● What the exercise asks:
Transcribe the listing below line by line, reproducing every character without alteration.

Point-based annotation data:
┄┄┄┄┄┄┄┄┄┄
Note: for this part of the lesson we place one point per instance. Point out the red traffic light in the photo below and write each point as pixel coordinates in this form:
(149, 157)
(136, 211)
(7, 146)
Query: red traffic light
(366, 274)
┄┄┄┄┄┄┄┄┄┄
● Correct answer:
Note: for this part of the lesson we place one point per instance. Point out the red traffic light in the photo below and write each point as pixel coordinates in this form:
(149, 157)
(136, 211)
(7, 146)
Query: red traffic light
(366, 274)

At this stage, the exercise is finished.